_THINGS TO DO_.
A) From the Northern-Copper Country League article, output the passage starting at "The Northern-Copper Country" and ending at "territory in 1908.", copied word for word.
B) In the Northern-Copper Country League article, on what date did the Copper Country Soo League and the Northern League merge to form the league?

_SOURCE DOCUMENT_.
Northern-Copper Country League
- Sport: Minor League Baseball
- Founded: 1906
- Folded: 1907
- No. of teams: 8
- Countries: United States Canada
- Last champion: Winnipeg Maroons

= Northern-Copper Country League =

US-Canada baseball league (1906–1907)

The Northern-Copper Country League (NCCL) was a Minor League Baseball league in operation for two seasons, 1906 and 1907. The league featured clubs representing cities in Michigan, Minnesota, North Dakota, and Manitoba. On March 18, 1906, the Copper Country Soo League and Northern League merged to form the NCCL. The league was Class C in 1906 and Class D in 1907. The Grand Forks and Hancock clubs disbanded midway through the first season on July 29, 1906, and the entire league folded on September 2, 1907. The Northern League was reestablished in some of the former territory in 1908.

==Cities represented==
- Duluth, Minnesota: Duluth White Sox 1906-1907
- Fargo, North Dakota: Fargo Trolley Dodgers 1906
- Grand Forks, North Dakota: Grand Forks Forkers 1906
- Hancock, Michigan: Hancock Infants 1906
- Houghton, Michigan: Houghton Giants 1906-1907
- Lake Linden, Michigan: Lake Linden Sandy Lakes 1906
- Laurium, Michigan: Calumet Aristocrats 1906-1907
- Winnipeg, MB: Winnipeg Maroons 1906-1907

==Standings & statistics==
1906 Northern-Copper Country League

President: W. J. Price

| Team standings | W | L | PCT | GB | Managers |
|---|---|---|---|---|---|
| Calumet Aristocrats | 61 | 37 | .622 | - | G.W. Orr |
| Houghton Giants | 56 | 35 | .615 | 1½ | Howard Cassiboine |
| Winnipeg Maroons | 57 | 38 | .600 | 2½ | S. Anderson / Bill Hanrahan |
| Duluth White Sox | 52 | 44 | .542 | 8 | Arthur O'Dea |
| Lake Linden Sandy Lakes | 40 | 56 | .417 | 20 | William Foster |
| Fargo Trolley Dodgers | 35 | 59 | .372 | 24 | Matt Camitsch |
| Hancock Infants | 29 | 34 | .460 | NA | Paul Wreath |
| Grand Forks Forkers | 13 | 40 | .245 | NA | McNeal/ F.J. Dudley Bill Hanrahan |

League, which became a Class C league on May 25. League formed as a merger between the Northern League & Copper Country Soo League.

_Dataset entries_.

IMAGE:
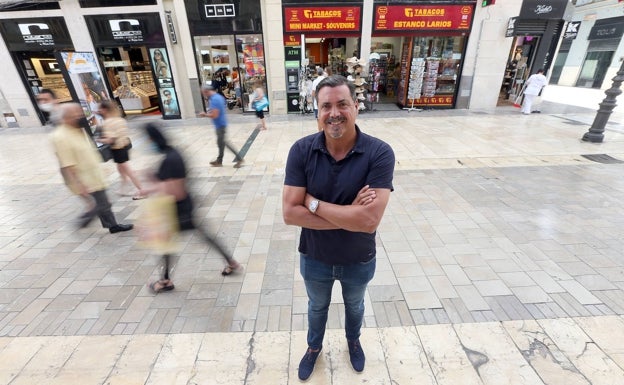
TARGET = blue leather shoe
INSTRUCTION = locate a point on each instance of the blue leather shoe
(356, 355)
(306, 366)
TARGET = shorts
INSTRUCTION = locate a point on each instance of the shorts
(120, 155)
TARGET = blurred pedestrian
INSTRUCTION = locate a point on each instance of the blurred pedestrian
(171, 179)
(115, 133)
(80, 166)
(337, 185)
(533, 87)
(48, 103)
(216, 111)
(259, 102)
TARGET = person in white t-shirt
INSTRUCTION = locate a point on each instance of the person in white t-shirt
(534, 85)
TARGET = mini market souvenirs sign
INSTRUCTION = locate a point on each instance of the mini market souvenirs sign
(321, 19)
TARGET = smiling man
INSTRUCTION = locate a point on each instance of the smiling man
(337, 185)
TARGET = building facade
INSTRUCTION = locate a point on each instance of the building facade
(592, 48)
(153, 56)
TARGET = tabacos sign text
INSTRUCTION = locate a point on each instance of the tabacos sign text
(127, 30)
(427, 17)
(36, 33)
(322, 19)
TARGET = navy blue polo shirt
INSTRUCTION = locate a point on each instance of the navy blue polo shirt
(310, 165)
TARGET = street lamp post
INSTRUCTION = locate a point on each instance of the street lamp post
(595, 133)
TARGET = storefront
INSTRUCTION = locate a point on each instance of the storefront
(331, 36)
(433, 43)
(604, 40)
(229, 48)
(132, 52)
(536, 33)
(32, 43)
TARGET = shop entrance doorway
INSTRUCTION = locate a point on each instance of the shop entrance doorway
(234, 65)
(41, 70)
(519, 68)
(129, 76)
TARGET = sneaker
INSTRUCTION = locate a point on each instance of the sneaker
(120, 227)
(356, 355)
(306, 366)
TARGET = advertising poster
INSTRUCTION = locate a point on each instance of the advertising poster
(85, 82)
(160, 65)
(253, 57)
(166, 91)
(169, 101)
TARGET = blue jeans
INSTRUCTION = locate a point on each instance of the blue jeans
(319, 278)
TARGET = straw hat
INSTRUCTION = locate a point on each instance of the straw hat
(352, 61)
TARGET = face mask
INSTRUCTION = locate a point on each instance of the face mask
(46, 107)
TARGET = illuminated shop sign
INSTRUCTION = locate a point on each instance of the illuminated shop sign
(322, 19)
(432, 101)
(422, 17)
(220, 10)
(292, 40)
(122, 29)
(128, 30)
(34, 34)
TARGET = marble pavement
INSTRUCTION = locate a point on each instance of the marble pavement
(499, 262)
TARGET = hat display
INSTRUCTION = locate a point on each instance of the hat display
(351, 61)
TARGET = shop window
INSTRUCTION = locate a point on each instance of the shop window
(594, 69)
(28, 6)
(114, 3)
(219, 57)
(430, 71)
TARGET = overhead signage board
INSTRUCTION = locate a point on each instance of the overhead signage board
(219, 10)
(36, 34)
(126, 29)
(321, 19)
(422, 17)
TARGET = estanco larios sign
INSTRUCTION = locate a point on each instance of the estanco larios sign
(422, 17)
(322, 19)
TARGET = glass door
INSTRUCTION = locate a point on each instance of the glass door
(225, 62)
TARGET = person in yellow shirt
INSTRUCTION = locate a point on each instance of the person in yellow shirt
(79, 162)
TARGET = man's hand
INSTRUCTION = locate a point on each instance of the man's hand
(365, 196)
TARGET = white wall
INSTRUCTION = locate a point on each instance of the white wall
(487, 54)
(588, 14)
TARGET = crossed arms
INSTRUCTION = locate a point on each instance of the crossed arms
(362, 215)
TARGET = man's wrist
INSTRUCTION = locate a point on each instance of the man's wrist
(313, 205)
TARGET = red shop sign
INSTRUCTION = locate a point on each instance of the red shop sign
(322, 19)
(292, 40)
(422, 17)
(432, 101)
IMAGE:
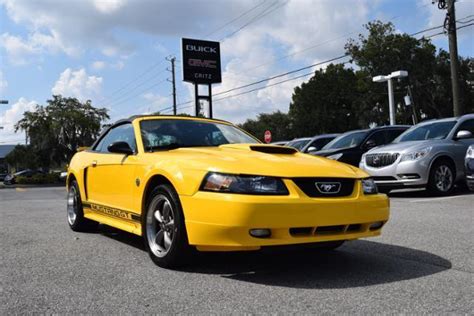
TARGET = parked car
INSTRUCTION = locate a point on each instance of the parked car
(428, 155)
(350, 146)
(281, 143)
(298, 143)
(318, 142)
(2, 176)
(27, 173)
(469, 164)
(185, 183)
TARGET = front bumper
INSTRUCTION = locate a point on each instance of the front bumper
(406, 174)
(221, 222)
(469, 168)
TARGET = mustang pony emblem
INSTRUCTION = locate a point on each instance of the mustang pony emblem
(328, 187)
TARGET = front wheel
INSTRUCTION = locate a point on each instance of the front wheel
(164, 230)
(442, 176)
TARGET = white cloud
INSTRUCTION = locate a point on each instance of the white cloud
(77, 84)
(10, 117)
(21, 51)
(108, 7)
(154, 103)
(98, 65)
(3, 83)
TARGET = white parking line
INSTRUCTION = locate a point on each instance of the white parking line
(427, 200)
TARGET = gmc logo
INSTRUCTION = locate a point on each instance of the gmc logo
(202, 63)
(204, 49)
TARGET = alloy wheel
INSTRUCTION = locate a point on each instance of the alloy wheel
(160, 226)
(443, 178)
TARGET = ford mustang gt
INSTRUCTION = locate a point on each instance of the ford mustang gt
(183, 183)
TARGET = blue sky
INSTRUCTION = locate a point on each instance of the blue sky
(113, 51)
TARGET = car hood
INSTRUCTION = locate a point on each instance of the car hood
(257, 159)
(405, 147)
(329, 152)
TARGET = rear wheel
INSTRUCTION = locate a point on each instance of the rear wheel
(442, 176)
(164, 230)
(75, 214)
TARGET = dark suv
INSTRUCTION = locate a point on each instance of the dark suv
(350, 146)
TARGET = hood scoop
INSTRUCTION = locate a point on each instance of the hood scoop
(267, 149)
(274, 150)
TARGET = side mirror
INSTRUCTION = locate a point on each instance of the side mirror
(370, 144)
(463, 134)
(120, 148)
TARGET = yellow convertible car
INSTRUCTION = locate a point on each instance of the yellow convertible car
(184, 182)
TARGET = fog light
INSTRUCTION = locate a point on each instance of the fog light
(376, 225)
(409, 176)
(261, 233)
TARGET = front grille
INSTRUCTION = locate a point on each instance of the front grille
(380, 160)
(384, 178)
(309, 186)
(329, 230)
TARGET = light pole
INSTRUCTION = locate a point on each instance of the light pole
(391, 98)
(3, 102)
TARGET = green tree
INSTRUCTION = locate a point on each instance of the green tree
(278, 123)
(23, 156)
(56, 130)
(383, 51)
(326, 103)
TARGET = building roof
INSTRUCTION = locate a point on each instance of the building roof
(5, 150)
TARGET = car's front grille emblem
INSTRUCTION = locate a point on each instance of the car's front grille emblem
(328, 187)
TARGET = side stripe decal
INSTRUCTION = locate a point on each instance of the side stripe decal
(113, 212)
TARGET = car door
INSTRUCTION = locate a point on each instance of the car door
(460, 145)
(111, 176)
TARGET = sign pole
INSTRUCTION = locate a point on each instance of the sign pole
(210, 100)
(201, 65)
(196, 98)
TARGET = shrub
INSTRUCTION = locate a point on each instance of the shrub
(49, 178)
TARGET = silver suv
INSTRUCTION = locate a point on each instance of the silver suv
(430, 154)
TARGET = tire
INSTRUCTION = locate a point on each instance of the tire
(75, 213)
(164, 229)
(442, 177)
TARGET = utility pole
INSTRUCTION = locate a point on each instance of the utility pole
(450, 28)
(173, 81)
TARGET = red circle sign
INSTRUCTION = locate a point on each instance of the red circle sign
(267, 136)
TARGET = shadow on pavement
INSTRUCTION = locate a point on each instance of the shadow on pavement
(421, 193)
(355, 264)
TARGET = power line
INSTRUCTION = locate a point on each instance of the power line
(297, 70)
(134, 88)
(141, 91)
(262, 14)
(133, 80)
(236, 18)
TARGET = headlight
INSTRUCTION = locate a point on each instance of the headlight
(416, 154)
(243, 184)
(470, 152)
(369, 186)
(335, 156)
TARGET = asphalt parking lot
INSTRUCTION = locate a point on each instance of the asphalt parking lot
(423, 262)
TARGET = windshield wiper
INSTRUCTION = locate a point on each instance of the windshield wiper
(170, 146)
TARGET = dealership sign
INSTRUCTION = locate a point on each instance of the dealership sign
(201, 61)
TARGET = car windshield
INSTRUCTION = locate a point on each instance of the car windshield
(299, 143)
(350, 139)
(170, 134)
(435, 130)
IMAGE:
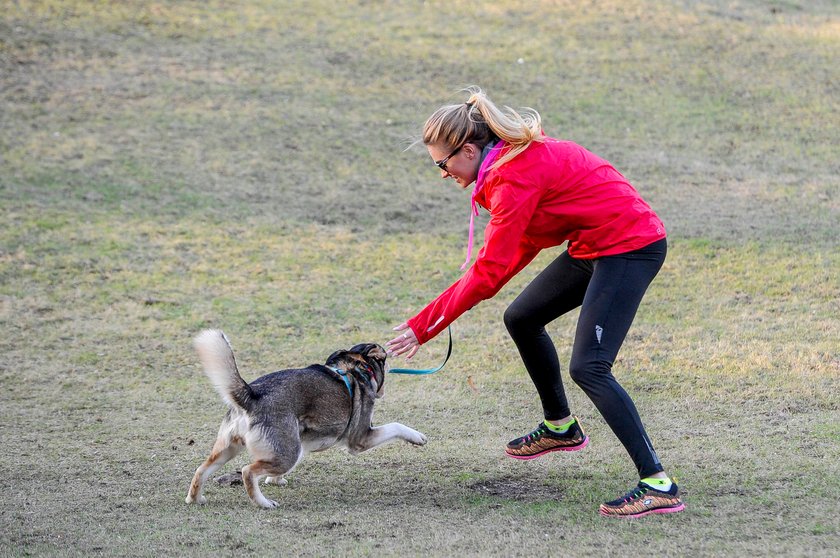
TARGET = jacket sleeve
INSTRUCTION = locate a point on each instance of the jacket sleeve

==

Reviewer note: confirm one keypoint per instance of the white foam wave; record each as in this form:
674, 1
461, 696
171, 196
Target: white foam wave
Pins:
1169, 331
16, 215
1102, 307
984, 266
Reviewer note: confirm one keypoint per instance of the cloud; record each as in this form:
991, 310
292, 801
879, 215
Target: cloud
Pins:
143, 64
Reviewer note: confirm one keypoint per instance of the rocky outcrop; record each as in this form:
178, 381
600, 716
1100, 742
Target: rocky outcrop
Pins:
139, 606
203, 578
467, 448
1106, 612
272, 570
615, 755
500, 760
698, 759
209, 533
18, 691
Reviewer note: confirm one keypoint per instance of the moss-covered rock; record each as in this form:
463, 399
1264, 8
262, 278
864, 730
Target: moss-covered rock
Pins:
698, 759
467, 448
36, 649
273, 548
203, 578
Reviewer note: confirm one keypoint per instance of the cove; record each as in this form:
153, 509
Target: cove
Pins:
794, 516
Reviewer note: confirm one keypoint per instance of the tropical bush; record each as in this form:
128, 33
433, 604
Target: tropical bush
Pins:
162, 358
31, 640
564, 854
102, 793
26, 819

_YOUR RESPONSES_.
A)
The Northern-Copper Country League (NCCL) was a Minor League Baseball league in operation for two seasons, 1906 and 1907. The league featured clubs representing cities in Michigan, Minnesota, North Dakota, and Manitoba. On March 18, 1906, the Copper Country Soo League and Northern League merged to form the NCCL. The league was Class C in 1906 and Class D in 1907. The Grand Forks and Hancock clubs disbanded midway through the first season on July 29, 1906, and the entire league folded on September 2, 1907. The Northern League was reestablished in some of the former territory in 1908.

B) March 18, 1906